Task to complete => Beginning with the line containing "the white door" and ending with the last line, repeat the records exactly.

Records contained in a dataset:
-- Opening Marker --

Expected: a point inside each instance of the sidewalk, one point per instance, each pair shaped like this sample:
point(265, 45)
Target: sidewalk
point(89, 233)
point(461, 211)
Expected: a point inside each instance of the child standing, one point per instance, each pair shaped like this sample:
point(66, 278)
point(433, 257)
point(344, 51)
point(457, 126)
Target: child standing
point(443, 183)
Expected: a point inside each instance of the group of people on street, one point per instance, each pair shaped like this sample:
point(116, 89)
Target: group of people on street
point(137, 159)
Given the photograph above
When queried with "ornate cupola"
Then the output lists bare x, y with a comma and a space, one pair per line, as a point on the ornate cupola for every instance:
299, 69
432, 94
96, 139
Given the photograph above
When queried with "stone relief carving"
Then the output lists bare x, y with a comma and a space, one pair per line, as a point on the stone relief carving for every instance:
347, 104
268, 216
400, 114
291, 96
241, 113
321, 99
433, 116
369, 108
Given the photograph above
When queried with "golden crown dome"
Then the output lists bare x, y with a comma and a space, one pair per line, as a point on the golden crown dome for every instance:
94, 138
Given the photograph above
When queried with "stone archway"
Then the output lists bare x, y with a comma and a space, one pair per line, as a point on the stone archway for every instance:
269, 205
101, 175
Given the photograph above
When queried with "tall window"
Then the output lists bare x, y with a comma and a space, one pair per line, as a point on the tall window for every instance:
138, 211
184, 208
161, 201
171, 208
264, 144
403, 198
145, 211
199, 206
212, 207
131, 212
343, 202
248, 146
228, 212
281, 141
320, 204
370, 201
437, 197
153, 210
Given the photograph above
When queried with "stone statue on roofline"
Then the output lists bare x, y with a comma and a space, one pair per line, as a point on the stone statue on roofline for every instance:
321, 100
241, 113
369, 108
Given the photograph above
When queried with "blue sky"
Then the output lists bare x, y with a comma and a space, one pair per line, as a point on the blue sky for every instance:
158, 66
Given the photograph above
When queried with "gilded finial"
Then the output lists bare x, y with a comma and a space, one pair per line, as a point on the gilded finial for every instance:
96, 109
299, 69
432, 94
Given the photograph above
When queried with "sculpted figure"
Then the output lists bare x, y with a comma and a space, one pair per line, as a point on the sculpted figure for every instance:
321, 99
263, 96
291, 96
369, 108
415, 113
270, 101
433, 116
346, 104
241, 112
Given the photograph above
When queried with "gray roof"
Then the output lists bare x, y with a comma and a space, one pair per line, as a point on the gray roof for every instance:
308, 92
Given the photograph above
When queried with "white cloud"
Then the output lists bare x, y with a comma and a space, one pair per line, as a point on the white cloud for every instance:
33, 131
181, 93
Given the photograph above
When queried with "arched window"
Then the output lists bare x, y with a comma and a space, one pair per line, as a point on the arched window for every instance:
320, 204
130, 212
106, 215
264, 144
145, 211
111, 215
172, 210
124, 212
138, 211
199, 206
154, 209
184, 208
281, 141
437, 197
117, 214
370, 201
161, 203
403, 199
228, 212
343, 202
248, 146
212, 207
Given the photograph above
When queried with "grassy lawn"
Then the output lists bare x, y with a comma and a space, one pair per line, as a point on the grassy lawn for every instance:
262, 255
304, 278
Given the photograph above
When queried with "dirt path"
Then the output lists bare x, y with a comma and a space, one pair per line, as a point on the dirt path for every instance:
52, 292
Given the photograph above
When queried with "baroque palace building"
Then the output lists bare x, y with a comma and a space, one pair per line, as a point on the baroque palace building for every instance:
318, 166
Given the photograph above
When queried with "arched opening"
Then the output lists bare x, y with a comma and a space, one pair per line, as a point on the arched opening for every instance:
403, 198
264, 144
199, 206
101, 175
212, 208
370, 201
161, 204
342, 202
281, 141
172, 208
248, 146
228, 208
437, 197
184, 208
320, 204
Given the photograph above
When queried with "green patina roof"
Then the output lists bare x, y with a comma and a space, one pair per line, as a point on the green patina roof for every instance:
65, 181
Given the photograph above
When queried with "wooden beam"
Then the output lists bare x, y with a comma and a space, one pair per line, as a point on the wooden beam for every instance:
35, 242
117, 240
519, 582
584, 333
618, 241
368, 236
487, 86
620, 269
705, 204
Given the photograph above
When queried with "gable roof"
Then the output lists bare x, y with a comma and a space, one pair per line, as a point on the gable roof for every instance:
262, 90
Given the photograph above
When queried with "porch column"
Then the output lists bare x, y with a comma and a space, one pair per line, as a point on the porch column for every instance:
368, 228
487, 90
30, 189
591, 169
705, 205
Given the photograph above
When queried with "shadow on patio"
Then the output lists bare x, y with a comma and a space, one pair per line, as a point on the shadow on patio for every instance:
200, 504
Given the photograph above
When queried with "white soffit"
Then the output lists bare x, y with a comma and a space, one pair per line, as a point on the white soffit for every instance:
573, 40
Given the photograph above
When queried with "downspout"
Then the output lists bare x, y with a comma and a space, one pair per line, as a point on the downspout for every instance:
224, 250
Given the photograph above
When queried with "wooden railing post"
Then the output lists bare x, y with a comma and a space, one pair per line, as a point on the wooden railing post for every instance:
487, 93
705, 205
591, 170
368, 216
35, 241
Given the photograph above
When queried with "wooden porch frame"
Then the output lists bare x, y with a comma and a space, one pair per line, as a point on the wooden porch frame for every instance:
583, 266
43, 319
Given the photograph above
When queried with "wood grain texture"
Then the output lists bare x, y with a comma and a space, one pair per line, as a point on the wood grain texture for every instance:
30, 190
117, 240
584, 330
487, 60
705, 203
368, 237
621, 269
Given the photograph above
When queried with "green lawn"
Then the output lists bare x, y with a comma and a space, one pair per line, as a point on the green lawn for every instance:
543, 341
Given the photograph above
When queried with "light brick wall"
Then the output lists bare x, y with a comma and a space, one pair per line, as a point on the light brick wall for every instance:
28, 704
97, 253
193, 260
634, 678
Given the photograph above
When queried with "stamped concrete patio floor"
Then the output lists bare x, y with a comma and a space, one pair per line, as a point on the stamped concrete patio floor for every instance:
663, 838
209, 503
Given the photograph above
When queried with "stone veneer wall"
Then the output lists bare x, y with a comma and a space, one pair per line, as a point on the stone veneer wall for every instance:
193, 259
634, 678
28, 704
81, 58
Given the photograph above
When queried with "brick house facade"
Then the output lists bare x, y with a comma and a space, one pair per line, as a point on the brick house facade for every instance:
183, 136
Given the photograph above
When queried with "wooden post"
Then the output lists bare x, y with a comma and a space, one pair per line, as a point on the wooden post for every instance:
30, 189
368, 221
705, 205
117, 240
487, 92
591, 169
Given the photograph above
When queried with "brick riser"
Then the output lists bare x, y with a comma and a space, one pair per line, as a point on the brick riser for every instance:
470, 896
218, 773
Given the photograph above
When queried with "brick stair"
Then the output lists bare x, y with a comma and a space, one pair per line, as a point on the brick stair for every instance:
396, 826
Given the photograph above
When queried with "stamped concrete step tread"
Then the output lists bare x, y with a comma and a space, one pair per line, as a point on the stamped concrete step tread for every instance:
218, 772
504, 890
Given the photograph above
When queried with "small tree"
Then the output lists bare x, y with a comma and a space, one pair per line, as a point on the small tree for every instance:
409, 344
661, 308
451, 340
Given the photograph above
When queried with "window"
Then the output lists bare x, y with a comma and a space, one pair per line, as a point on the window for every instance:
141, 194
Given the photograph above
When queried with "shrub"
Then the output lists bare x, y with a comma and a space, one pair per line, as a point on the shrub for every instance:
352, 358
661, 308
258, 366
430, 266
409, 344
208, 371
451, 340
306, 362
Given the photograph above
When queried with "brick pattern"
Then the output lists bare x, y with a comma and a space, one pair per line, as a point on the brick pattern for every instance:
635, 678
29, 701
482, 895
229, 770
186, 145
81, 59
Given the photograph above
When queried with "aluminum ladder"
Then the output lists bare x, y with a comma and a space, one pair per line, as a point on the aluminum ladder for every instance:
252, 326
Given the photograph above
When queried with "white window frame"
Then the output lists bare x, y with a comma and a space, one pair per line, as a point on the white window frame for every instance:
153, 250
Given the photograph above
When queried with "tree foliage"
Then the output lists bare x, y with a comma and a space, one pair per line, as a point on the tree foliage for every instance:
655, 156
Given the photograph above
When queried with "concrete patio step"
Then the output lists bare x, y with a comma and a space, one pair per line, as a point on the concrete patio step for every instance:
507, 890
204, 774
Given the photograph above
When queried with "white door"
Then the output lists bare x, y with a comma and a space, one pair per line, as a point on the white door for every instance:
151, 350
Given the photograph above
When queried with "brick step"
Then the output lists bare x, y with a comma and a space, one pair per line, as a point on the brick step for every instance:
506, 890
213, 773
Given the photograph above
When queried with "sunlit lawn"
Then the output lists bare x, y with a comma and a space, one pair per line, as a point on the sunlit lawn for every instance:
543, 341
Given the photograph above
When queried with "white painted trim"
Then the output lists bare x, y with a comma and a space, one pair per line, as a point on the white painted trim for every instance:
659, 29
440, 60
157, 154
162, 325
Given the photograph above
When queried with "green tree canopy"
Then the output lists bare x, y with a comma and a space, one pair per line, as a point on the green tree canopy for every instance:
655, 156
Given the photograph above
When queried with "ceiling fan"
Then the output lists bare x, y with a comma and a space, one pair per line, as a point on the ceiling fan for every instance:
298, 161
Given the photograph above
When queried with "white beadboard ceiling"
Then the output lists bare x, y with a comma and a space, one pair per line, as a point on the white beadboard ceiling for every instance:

-- Closing Marker --

Solved exercise =>
Then the output lists bare x, y with a comma and a space, one pair per line, as a point on the white door for every instance:
151, 350
Given the photograph above
When queried with "brick step"
Then the output lists bare x, y with a comma and a space, one pair per line, as a point on the brick step for every instance:
506, 890
213, 773
Given the photograph above
When queried with "sunlit lawn"
Then the output lists bare x, y with a comma and a space, one pair per line, as a point on the sunlit lawn for every instance:
543, 341
Given the photograph above
When queried with "white painted trim"
Then the output lists bare x, y with a comma and a space, one pair per line, as a point on the white painted trim for every instance:
659, 29
440, 60
157, 154
162, 325
Given the photograph above
When queried with "green tree canopy"
Then the output lists bare x, y with a comma and a space, one pair per line, as a point on the green tree canopy for every instance:
655, 156
Given the photograph above
When queried with "ceiling fan"
Then the output lists bare x, y with a comma and a space, one pair per line, as a point on the ceiling fan for every instance:
298, 161
Given the photograph above
When queried with "white beadboard ceiling"
Then the output lists bare x, y with a comma and a space, one pair per line, as a point on the white beadboard ceiling for every instance:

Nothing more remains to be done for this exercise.